| Task instructions |
Here is a listing. Write it out again without a single difference.
(Extracted entries begins)
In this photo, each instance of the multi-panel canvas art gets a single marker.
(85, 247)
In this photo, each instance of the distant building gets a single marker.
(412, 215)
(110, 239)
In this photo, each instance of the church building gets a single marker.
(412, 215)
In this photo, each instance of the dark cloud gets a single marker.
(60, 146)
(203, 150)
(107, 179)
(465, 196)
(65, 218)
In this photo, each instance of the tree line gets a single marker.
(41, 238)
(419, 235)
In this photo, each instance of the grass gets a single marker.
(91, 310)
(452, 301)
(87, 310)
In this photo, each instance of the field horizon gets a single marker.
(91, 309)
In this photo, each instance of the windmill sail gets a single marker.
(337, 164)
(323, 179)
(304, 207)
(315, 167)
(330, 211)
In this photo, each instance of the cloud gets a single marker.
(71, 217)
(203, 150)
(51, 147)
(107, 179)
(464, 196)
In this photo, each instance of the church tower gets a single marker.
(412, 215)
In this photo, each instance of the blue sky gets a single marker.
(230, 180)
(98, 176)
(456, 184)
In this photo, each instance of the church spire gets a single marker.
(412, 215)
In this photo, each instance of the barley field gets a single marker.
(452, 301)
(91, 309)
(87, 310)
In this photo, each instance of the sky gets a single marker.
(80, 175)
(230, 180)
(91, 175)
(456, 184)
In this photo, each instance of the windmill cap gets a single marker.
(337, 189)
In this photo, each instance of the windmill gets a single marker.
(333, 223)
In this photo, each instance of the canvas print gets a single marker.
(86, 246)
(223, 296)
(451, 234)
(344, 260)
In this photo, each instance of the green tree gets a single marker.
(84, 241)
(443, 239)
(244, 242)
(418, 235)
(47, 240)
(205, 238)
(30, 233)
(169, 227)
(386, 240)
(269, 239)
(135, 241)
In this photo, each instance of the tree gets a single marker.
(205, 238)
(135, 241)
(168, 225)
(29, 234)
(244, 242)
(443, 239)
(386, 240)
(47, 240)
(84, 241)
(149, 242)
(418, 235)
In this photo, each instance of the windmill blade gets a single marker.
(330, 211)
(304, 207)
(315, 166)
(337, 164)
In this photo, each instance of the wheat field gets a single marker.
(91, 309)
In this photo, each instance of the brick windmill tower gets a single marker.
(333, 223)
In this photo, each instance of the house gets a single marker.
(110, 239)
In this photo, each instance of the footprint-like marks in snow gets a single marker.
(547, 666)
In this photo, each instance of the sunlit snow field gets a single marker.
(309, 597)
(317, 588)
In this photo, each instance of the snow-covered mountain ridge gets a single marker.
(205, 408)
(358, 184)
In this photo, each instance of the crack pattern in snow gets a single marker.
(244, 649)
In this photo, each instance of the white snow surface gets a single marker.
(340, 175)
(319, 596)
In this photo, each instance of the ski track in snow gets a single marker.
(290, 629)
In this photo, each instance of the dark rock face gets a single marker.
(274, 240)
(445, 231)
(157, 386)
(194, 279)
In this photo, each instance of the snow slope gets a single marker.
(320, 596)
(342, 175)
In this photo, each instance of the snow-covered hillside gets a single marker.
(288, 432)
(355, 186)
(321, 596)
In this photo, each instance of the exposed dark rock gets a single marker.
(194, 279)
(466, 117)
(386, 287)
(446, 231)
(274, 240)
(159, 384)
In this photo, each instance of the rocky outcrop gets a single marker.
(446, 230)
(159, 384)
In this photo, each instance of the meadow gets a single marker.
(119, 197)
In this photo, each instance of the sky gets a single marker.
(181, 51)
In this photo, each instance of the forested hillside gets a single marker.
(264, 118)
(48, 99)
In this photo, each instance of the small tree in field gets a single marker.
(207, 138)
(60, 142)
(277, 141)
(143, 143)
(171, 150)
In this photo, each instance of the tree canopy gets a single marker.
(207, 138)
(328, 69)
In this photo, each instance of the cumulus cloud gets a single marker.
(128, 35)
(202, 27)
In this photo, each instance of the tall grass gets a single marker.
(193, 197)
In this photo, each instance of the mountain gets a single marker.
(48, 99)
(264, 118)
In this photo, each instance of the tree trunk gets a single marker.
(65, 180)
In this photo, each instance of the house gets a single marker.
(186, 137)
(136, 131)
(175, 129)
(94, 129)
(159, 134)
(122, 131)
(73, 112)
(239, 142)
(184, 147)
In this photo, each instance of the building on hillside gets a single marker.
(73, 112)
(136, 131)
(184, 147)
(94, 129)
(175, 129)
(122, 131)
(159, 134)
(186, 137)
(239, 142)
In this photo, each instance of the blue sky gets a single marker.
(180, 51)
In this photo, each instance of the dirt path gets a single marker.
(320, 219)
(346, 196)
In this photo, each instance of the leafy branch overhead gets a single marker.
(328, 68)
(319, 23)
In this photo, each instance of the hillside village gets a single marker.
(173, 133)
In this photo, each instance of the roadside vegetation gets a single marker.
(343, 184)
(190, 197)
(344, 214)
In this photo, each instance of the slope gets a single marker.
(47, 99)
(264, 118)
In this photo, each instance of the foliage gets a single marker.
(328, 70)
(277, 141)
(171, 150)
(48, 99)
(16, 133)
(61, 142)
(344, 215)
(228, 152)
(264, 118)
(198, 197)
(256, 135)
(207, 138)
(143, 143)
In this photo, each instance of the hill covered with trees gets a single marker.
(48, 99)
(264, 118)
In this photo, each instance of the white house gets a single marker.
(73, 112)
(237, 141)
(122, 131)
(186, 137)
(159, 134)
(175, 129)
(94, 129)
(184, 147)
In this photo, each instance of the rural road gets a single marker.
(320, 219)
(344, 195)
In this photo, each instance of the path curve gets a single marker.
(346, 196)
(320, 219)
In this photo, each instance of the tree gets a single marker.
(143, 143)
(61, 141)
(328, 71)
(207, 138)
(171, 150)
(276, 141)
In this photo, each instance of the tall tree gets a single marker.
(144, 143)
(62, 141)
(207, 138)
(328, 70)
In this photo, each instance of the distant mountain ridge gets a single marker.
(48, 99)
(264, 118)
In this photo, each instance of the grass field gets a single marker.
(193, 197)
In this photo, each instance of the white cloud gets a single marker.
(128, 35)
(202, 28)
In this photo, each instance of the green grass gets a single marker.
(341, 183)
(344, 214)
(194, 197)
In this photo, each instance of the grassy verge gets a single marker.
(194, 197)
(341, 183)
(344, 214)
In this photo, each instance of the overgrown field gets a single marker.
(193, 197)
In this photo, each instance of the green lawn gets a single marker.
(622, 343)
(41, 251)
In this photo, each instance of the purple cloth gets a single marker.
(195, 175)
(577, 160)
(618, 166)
(Extracted entries ends)
| Output below |
In this photo, each instance of the multi-panel canvas art gets a single marker.
(85, 247)
In this photo, each instance of the distant building gets a single marker.
(412, 215)
(110, 239)
In this photo, each instance of the church building gets a single marker.
(412, 215)
In this photo, each instance of the dark cloud gets a single marker.
(60, 146)
(203, 150)
(107, 179)
(465, 196)
(65, 218)
In this photo, each instance of the tree line gets a single marker.
(41, 238)
(419, 235)
In this photo, each instance of the grass gets a single marker.
(91, 310)
(452, 301)
(87, 310)
In this photo, each instance of the field horizon gets a single marker.
(91, 309)
In this photo, each instance of the windmill sail gets a single marker.
(337, 164)
(323, 179)
(304, 207)
(315, 167)
(330, 211)
In this photo, each instance of the cloud gets a single marker.
(71, 217)
(203, 150)
(51, 147)
(107, 179)
(464, 196)
In this photo, each instance of the church tower gets a single marker.
(412, 215)
In this photo, each instance of the blue sky gets a single marker.
(230, 180)
(98, 176)
(456, 184)
In this photo, each instance of the church spire gets a single marker.
(412, 215)
In this photo, each instance of the barley field gets a single marker.
(452, 301)
(91, 309)
(87, 310)
In this photo, each instance of the sky gets a single marker.
(80, 175)
(230, 180)
(91, 175)
(456, 184)
In this photo, each instance of the windmill cap gets a single marker.
(337, 189)
In this photo, each instance of the windmill gets a single marker.
(333, 223)
In this photo, each instance of the canvas print gets a single marker.
(86, 246)
(223, 296)
(451, 234)
(344, 260)
In this photo, each instance of the green tree gets a single marker.
(84, 241)
(443, 239)
(244, 242)
(418, 235)
(47, 240)
(205, 238)
(30, 233)
(169, 227)
(386, 240)
(269, 239)
(135, 241)
In this photo, each instance of the tree gets a single marker.
(205, 238)
(135, 241)
(168, 225)
(29, 234)
(244, 242)
(443, 239)
(386, 240)
(47, 240)
(84, 241)
(149, 242)
(418, 235)
In this photo, each instance of the windmill blade gets a single marker.
(330, 211)
(304, 207)
(315, 166)
(337, 164)
In this photo, each instance of the wheat field gets a single marker.
(91, 309)
In this photo, each instance of the brick windmill tower gets a single marker.
(333, 223)
In this photo, each instance of the house gets a single marker.
(110, 239)
In this photo, each instance of the footprint-like marks in snow gets a single marker.
(547, 666)
In this photo, each instance of the sunlit snow field gets a single marker.
(309, 597)
(317, 588)
In this photo, each instance of the snow-covered mountain ridge gets a single marker.
(205, 408)
(358, 184)
In this photo, each instance of the crack pattern in snow gets a single marker.
(244, 649)
In this photo, each instance of the white snow surface gets a single marker.
(340, 175)
(319, 596)
In this photo, each instance of the ski track in snow gets a single marker.
(290, 629)
In this photo, each instance of the dark rock face gets a single marker.
(274, 240)
(445, 231)
(157, 386)
(194, 279)
In this photo, each instance of the snow slope gets a single marker.
(320, 596)
(342, 175)
In this photo, each instance of the snow-covered hillside gets a single marker.
(288, 432)
(355, 186)
(321, 596)
In this photo, each instance of the exposed dark rock gets a single marker.
(194, 279)
(466, 117)
(386, 287)
(446, 231)
(274, 240)
(159, 384)
In this photo, each instance of the rocky outcrop gets a single marker.
(446, 230)
(159, 384)
In this photo, each instance of the meadow gets a single marker.
(119, 197)
In this photo, each instance of the sky gets a single marker.
(181, 51)
In this photo, each instance of the forested hillside gets a single marker.
(264, 118)
(48, 99)
In this photo, each instance of the small tree in field gets a single marker.
(207, 138)
(60, 142)
(277, 141)
(143, 143)
(171, 150)
In this photo, each instance of the tree canopy gets a single marker.
(207, 138)
(328, 69)
In this photo, each instance of the cumulus cloud gets a single marker.
(128, 35)
(202, 27)
In this photo, each instance of the tall grass gets a single marker.
(193, 197)
In this photo, each instance of the mountain gets a single marker.
(48, 99)
(264, 118)
In this photo, each instance of the tree trunk gets a single marker.
(65, 180)
In this photo, each instance of the house gets a single marker.
(186, 137)
(136, 131)
(175, 129)
(94, 129)
(159, 134)
(122, 131)
(73, 112)
(239, 142)
(184, 147)
In this photo, each instance of the building on hillside gets a single marker.
(73, 112)
(136, 131)
(184, 147)
(94, 129)
(175, 129)
(122, 131)
(159, 134)
(186, 137)
(239, 142)
In this photo, each instance of the blue sky gets a single marker.
(180, 51)
In this photo, each instance of the dirt path gets a single marker.
(320, 219)
(346, 196)
In this photo, each instance of the leafy branch overhead gets a single marker.
(328, 68)
(319, 23)
In this photo, each instance of the hillside village gets a single marker.
(173, 133)
In this photo, each instance of the roadside vegetation gets a single marker.
(343, 184)
(190, 197)
(344, 214)
In this photo, each instance of the slope gets a single marker.
(47, 99)
(264, 118)
In this photo, each instance of the foliage gets a single marker.
(328, 70)
(277, 141)
(171, 150)
(48, 99)
(16, 133)
(61, 142)
(344, 215)
(228, 152)
(264, 118)
(198, 197)
(256, 135)
(207, 138)
(143, 143)
In this photo, each instance of the hill covered with trees gets a single marker.
(48, 99)
(264, 118)
In this photo, each instance of the white house gets a single marker.
(73, 112)
(237, 141)
(122, 131)
(186, 137)
(159, 134)
(175, 129)
(94, 129)
(184, 147)
In this photo, each instance of the rural road gets a single marker.
(320, 219)
(344, 195)
In this photo, each instance of the path curve gets a single marker.
(346, 196)
(320, 219)
In this photo, each instance of the tree gets a single marker.
(143, 143)
(61, 141)
(328, 71)
(207, 138)
(171, 150)
(276, 141)
In this photo, each instance of the tall tree gets a single marker.
(144, 143)
(62, 141)
(207, 138)
(328, 70)
In this photo, each instance of the distant mountain ridge gets a single marker.
(48, 99)
(264, 118)
In this photo, each instance of the grass field gets a single marker.
(193, 197)
In this photo, each instance of the white cloud gets a single marker.
(128, 35)
(202, 28)
In this photo, each instance of the green grass gets a single marker.
(341, 183)
(344, 214)
(194, 197)
In this photo, each instance of the grassy verge gets a single marker.
(194, 197)
(341, 183)
(344, 214)
In this photo, each instance of the overgrown field gets a single marker.
(193, 197)
In this photo, each instance of the green lawn gets a single marker.
(622, 343)
(41, 251)
In this photo, each instance of the purple cloth gets a single marker.
(195, 175)
(577, 160)
(618, 166)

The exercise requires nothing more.